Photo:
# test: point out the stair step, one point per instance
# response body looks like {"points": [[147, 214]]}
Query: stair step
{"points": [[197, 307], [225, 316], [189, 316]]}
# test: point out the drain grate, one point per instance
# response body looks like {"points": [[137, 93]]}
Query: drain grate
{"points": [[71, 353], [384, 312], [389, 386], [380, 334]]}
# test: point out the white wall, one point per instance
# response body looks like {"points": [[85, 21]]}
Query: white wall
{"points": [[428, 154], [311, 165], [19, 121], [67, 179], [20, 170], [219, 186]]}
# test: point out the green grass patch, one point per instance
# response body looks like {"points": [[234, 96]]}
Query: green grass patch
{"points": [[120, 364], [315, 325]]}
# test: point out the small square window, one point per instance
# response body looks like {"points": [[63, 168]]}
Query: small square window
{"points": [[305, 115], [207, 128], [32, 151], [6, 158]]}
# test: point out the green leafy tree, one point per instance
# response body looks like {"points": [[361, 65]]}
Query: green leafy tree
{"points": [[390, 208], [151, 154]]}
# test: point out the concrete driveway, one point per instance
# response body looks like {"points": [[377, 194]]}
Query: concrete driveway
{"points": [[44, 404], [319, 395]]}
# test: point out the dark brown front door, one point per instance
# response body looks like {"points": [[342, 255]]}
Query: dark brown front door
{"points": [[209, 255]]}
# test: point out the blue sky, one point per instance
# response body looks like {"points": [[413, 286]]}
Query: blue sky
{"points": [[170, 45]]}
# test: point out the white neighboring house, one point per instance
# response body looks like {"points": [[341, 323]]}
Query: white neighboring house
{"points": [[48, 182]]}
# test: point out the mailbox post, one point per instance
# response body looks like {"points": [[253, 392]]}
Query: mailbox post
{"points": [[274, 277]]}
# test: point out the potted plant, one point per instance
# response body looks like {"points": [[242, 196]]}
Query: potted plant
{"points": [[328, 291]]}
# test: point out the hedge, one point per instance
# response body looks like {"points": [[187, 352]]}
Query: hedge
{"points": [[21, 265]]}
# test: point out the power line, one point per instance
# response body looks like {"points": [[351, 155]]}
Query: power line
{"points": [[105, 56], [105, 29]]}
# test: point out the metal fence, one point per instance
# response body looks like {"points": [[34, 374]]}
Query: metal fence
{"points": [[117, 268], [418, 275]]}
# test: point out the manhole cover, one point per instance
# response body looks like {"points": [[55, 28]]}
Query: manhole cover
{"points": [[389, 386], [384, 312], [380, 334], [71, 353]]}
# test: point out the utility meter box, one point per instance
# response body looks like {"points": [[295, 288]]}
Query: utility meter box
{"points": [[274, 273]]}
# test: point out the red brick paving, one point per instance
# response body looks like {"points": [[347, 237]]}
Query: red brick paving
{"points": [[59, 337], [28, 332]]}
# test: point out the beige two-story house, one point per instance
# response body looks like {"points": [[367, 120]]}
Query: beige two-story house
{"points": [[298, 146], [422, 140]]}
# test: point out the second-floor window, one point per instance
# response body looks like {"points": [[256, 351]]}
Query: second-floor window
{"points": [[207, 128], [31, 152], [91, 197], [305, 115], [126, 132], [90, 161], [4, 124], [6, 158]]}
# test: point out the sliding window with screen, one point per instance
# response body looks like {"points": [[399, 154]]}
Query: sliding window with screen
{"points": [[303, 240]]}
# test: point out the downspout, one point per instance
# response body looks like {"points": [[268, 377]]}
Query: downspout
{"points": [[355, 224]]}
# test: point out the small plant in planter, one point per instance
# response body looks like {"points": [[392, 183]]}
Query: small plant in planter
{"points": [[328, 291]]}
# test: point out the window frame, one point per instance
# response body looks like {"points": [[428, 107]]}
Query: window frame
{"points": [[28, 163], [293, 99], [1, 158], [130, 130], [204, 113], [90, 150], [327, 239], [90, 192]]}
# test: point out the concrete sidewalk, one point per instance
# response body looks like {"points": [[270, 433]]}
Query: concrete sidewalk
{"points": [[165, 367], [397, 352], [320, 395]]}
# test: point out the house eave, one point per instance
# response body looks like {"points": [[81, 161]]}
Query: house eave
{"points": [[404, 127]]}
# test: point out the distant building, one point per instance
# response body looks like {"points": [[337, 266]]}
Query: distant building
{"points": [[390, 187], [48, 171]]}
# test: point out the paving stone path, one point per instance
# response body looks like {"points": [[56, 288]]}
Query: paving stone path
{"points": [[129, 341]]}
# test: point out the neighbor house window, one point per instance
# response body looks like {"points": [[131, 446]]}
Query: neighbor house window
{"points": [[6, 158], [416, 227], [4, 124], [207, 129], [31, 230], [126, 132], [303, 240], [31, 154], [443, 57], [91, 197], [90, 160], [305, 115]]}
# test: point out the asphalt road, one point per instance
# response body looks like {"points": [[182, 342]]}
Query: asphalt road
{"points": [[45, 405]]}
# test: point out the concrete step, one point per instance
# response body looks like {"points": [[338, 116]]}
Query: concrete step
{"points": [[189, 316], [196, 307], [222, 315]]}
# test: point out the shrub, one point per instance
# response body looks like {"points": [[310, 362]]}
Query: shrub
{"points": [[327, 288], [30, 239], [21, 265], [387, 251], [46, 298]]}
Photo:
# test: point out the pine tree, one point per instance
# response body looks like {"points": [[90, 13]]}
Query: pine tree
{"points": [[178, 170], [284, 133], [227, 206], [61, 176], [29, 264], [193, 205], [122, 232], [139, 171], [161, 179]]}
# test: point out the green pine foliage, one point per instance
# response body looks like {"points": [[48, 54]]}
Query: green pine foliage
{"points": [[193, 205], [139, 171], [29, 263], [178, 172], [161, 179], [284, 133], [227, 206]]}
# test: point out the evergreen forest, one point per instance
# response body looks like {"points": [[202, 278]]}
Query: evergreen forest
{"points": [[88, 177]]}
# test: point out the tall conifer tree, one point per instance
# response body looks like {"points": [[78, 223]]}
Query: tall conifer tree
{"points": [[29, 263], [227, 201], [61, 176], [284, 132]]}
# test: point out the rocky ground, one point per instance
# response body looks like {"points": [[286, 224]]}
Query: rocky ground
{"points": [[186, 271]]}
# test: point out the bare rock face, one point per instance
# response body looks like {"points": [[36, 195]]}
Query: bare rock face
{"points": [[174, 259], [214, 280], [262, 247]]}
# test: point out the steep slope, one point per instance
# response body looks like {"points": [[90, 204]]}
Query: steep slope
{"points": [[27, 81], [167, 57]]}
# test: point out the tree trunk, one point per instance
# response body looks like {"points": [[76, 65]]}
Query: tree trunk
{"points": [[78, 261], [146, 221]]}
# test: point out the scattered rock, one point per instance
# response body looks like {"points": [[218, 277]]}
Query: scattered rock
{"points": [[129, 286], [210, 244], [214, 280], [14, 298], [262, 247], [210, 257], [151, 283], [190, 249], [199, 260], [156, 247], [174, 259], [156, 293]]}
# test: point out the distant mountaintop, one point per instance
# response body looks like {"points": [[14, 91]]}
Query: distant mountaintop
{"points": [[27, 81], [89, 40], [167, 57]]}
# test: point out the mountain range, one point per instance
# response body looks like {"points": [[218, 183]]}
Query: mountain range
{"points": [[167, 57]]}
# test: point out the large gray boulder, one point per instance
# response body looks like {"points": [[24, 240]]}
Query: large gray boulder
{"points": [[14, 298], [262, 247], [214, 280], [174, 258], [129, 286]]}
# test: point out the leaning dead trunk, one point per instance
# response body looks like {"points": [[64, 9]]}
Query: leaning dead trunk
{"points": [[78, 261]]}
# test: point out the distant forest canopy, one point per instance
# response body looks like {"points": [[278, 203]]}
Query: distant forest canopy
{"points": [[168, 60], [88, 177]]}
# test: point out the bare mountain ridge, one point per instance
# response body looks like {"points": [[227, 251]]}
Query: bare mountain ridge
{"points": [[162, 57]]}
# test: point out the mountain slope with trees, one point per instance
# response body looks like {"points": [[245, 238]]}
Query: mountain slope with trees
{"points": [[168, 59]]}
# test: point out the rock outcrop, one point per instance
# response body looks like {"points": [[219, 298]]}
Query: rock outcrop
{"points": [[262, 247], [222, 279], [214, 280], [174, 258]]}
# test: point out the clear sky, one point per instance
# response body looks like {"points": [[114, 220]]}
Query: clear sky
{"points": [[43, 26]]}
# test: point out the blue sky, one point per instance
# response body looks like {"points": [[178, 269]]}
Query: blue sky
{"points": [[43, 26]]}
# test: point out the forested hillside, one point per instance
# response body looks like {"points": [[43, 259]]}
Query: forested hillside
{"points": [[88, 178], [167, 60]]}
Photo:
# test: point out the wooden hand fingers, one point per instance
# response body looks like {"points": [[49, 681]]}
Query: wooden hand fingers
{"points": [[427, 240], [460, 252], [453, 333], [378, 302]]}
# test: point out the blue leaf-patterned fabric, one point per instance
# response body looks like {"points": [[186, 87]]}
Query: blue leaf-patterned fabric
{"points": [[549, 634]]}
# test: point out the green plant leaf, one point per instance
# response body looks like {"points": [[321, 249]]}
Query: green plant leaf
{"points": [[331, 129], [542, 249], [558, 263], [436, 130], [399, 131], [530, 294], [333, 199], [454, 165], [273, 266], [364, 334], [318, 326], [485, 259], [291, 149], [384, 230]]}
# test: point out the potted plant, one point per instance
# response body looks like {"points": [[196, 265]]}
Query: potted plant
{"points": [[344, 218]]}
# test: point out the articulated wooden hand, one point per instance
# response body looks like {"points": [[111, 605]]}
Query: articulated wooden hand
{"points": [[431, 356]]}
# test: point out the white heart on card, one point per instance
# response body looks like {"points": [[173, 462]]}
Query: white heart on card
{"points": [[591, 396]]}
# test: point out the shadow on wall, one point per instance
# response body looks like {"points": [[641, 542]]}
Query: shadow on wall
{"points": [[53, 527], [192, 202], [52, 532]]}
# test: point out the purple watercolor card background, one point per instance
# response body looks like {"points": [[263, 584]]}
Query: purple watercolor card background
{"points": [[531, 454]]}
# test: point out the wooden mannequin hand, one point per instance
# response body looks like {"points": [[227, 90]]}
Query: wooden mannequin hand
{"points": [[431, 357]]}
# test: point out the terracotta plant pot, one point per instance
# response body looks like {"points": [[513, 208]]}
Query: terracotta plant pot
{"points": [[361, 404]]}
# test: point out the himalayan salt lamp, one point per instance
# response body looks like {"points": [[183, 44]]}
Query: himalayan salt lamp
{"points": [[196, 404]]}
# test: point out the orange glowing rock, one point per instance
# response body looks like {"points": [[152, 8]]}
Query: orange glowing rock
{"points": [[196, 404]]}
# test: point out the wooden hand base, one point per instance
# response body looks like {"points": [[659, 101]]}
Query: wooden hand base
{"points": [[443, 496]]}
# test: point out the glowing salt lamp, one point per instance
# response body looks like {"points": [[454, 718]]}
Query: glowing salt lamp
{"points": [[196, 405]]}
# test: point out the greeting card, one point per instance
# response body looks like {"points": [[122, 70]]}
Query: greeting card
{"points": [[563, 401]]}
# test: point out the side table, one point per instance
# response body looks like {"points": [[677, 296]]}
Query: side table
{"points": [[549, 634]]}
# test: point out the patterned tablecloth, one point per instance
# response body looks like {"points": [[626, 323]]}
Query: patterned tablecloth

------------

> **Work to do**
Reproduce verbatim the lines of the records above, from the line containing "# test: point out the glowing" through the final line of the records.

> **Reply**
# test: point out the glowing salt lamp, one point per instance
# response body looks like {"points": [[454, 718]]}
Query: glowing salt lamp
{"points": [[196, 405]]}
# test: point out the greeting card, one point per instance
# response body looks like {"points": [[122, 70]]}
Query: greeting card
{"points": [[563, 401]]}
# test: point out the side table, one point per instance
# response body looks like {"points": [[677, 296]]}
Query: side table
{"points": [[549, 634]]}
# test: point out the patterned tablecloth, one point per instance
# response body looks like {"points": [[626, 323]]}
Query: patterned tablecloth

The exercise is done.